REQUIRED ACTION:
Your task is to copy every line of the records below that contains "beige".

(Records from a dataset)

= Beginning of Section =

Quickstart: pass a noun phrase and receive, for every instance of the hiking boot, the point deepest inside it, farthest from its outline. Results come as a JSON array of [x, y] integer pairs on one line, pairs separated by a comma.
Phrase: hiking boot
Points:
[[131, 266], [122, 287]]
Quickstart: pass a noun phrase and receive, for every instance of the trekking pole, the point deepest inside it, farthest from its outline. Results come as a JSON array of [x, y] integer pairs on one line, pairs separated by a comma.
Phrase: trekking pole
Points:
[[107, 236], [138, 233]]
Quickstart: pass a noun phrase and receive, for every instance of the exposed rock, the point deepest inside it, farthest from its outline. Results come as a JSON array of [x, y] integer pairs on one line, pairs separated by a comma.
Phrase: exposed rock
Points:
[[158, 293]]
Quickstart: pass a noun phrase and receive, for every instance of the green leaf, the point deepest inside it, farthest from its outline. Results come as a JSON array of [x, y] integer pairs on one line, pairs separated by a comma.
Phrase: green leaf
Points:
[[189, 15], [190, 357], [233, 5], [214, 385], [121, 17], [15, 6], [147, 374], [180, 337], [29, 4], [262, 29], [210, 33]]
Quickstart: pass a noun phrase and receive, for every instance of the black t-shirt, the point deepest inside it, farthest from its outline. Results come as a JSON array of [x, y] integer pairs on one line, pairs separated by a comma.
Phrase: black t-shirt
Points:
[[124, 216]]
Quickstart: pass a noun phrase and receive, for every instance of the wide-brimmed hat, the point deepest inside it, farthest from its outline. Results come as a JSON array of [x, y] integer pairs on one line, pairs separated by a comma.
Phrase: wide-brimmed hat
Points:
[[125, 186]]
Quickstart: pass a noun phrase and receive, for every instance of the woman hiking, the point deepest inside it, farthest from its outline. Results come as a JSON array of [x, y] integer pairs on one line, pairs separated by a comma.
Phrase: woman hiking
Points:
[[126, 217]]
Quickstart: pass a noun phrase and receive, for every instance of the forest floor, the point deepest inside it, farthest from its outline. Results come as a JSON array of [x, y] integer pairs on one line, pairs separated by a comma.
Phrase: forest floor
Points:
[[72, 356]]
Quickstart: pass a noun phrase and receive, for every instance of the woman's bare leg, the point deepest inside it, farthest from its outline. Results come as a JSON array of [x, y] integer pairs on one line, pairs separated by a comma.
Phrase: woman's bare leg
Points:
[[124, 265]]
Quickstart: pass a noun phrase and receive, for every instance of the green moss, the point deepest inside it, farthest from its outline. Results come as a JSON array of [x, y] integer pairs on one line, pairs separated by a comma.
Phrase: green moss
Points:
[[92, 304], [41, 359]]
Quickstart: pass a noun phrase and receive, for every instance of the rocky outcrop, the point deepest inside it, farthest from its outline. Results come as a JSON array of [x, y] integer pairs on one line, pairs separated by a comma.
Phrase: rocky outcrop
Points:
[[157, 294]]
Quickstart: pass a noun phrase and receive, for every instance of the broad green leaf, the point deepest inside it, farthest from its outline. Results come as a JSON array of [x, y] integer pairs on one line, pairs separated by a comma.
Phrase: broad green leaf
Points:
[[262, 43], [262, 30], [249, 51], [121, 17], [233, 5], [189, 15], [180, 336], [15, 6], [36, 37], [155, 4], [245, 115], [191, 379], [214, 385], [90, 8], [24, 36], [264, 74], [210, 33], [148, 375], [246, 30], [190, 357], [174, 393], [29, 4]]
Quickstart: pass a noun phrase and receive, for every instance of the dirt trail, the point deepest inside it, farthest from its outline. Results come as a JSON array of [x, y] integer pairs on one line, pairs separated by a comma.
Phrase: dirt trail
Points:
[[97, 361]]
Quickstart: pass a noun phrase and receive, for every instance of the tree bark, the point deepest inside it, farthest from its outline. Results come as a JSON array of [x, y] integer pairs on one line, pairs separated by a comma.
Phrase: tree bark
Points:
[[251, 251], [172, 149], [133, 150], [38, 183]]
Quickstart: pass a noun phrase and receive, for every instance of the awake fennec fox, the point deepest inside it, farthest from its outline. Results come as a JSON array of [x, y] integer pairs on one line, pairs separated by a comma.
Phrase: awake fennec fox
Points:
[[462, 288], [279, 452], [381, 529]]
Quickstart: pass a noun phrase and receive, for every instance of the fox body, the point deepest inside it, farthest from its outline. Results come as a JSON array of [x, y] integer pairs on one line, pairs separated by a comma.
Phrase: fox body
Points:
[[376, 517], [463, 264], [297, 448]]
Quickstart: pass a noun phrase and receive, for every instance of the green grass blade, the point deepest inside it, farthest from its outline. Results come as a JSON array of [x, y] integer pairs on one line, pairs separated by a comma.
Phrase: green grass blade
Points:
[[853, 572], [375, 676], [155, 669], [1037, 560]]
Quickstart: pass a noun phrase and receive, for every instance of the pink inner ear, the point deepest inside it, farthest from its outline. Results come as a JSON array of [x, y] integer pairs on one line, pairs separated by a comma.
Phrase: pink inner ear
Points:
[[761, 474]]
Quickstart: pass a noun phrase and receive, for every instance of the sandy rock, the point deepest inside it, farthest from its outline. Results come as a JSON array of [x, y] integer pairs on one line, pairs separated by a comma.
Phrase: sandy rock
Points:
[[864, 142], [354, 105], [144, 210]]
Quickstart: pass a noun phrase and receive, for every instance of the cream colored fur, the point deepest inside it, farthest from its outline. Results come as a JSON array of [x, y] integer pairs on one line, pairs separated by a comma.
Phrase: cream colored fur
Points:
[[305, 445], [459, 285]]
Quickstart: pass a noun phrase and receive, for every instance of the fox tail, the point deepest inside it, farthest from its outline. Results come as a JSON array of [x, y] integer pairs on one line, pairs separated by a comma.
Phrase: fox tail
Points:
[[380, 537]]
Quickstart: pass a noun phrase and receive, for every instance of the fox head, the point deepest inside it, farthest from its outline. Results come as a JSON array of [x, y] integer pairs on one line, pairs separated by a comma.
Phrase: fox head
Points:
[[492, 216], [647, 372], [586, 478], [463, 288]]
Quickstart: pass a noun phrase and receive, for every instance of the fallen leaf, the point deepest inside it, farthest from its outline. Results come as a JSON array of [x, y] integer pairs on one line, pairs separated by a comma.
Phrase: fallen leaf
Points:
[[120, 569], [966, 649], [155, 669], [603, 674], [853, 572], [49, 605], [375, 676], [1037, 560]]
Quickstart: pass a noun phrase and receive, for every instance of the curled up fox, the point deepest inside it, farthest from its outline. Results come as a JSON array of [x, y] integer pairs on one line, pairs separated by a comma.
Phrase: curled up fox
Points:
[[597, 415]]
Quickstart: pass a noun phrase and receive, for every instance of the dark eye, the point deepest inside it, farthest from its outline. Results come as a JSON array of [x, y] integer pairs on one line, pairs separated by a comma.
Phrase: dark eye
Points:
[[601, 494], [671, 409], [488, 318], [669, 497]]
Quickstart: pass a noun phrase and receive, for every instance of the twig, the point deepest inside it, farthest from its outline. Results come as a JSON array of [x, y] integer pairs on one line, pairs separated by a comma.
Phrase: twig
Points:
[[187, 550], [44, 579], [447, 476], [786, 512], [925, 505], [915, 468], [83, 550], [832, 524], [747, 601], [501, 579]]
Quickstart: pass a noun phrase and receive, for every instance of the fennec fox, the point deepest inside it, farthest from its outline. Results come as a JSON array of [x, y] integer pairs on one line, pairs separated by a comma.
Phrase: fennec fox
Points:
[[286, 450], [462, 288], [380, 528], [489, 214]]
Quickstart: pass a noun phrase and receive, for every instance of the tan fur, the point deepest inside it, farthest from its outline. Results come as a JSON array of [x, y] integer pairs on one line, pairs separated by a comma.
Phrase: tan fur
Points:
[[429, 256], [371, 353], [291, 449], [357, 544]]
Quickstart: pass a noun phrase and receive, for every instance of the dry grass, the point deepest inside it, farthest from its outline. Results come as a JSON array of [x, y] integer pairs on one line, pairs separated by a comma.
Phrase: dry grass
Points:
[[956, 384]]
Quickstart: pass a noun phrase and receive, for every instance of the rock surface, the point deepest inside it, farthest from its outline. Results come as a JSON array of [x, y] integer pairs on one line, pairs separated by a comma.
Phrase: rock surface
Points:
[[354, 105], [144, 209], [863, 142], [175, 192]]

= End of Section =
= Beginning of Section =

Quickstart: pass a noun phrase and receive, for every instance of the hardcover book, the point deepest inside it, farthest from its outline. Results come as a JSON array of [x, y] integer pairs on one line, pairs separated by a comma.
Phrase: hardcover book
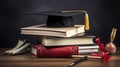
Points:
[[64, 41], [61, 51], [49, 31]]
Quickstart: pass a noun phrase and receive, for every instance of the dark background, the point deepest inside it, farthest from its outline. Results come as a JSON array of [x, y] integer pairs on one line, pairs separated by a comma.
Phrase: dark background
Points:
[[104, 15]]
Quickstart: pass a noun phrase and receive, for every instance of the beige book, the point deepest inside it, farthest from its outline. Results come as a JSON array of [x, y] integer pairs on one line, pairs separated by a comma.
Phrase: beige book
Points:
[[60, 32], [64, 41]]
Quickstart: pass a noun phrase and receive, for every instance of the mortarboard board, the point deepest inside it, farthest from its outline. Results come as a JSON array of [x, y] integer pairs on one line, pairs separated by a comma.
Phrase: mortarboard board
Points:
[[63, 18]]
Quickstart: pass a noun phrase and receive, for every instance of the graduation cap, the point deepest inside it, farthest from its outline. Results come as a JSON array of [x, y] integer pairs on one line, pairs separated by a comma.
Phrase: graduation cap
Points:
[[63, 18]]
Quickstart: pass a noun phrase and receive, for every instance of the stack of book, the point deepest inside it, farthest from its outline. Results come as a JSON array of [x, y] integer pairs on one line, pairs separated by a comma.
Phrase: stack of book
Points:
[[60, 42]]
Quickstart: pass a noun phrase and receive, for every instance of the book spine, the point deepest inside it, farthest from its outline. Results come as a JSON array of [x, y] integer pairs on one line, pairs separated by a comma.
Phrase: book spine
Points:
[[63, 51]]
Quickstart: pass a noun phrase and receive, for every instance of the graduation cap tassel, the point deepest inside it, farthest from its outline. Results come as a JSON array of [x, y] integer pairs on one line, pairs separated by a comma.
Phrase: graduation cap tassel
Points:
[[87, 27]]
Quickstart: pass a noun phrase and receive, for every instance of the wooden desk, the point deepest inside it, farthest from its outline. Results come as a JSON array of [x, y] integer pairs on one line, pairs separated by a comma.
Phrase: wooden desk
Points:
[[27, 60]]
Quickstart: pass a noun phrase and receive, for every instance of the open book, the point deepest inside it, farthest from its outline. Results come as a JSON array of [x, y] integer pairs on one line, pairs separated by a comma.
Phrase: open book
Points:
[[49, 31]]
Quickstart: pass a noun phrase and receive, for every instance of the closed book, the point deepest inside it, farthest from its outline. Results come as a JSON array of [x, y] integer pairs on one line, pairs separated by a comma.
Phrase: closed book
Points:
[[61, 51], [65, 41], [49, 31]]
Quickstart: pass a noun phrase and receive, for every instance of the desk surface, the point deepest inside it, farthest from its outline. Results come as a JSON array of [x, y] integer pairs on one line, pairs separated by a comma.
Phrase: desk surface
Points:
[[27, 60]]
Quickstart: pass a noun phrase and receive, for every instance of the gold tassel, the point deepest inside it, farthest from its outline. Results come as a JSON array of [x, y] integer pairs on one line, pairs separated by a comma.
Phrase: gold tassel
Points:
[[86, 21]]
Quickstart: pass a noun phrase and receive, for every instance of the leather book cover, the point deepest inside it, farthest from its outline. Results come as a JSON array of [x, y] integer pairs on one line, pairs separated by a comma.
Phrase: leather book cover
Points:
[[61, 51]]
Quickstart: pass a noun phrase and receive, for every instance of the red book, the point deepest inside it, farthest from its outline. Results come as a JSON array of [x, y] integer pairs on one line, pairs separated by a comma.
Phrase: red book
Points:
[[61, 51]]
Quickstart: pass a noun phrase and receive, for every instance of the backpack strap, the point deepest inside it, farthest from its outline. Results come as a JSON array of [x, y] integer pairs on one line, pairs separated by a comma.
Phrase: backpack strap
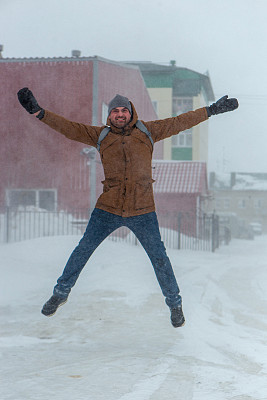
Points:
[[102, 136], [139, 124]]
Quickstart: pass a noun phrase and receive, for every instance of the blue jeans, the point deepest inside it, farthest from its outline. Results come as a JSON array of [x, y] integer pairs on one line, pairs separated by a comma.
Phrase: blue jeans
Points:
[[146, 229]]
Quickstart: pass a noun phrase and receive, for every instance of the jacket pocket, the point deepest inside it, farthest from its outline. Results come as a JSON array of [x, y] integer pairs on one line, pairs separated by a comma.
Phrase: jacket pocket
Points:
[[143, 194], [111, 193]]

= End of Section =
= Beginning of Section =

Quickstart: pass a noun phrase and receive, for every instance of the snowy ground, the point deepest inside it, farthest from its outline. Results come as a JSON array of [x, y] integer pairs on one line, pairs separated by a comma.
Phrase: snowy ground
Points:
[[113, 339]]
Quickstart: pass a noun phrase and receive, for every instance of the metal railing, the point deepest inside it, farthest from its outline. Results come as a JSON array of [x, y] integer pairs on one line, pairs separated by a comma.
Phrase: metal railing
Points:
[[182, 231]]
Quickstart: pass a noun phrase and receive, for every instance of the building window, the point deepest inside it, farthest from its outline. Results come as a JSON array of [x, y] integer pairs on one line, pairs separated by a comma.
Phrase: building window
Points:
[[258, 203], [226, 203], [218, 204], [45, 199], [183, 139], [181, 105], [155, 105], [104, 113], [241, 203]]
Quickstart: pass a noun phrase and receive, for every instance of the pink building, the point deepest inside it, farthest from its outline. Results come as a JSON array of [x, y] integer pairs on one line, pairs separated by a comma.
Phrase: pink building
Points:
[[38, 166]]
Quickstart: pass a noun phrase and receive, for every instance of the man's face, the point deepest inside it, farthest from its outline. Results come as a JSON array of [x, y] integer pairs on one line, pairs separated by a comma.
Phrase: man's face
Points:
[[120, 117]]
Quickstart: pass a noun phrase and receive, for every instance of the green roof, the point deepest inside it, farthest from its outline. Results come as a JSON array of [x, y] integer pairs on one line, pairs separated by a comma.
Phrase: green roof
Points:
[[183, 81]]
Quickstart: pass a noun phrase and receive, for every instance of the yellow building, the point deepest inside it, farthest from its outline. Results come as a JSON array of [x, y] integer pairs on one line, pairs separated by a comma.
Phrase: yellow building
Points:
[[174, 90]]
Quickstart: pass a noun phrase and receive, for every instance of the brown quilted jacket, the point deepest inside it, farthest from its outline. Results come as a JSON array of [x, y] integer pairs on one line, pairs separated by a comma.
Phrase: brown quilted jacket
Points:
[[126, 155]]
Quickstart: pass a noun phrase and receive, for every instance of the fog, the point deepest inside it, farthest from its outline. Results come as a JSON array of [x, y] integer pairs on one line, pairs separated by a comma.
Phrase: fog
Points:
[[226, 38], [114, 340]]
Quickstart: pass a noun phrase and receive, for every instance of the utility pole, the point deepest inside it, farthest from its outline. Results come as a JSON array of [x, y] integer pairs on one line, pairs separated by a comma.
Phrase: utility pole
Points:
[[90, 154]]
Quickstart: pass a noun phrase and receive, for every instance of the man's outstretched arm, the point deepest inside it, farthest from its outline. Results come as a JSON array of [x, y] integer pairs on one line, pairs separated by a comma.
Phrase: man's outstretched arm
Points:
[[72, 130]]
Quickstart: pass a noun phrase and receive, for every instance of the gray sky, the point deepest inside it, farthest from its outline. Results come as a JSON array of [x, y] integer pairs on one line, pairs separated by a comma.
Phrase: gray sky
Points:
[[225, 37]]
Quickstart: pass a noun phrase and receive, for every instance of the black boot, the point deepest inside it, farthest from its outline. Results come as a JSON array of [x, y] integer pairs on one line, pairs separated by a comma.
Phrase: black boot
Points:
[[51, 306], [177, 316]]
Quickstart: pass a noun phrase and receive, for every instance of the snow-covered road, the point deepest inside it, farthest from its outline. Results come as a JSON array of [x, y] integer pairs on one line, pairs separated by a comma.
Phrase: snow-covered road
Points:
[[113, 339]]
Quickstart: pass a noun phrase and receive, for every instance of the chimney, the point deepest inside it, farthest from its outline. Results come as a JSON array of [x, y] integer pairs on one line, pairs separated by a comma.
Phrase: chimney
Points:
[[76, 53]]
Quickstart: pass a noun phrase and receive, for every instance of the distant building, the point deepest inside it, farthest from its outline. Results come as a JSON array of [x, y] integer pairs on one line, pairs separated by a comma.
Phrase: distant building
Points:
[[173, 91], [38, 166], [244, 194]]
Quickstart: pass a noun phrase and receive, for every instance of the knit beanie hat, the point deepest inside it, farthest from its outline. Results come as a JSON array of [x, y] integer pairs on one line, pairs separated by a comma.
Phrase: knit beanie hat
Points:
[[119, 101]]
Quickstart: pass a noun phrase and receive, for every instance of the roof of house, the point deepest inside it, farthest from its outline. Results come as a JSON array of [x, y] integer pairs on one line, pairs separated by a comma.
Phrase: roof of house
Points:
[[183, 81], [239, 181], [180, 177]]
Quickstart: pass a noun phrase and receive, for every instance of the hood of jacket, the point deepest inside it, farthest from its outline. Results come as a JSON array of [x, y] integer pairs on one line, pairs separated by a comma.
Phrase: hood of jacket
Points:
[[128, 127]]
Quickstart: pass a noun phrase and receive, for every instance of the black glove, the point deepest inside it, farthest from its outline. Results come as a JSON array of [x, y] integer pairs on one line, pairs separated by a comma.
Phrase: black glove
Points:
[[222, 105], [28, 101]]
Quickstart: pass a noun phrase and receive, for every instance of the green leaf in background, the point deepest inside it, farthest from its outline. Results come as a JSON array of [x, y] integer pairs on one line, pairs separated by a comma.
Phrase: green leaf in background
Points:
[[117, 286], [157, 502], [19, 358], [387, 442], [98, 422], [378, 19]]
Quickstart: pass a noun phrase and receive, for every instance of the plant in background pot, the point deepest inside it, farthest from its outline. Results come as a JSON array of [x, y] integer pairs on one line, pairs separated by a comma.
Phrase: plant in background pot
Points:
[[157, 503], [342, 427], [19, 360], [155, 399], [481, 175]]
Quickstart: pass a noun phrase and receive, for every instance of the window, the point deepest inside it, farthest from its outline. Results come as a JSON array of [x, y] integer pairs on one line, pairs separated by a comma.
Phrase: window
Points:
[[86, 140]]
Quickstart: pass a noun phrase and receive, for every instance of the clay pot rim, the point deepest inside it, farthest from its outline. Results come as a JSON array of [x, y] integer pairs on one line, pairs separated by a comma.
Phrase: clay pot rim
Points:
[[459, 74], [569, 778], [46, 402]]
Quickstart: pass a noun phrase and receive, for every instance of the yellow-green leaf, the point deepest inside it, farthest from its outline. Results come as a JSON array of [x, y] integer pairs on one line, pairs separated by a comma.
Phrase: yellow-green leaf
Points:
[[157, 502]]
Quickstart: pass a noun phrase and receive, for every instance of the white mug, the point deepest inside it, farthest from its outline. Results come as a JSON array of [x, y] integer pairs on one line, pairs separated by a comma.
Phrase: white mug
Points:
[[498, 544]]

= End of Section =

ANSWER BELOW:
Quickstart: pass a noun phrase and receive, for every instance of the beige book, the point deepest inside it, farthest from its outline. Results come as a JSON array of [x, y] integer pairs on one line, pairs separated by a comma.
Phrase: beige book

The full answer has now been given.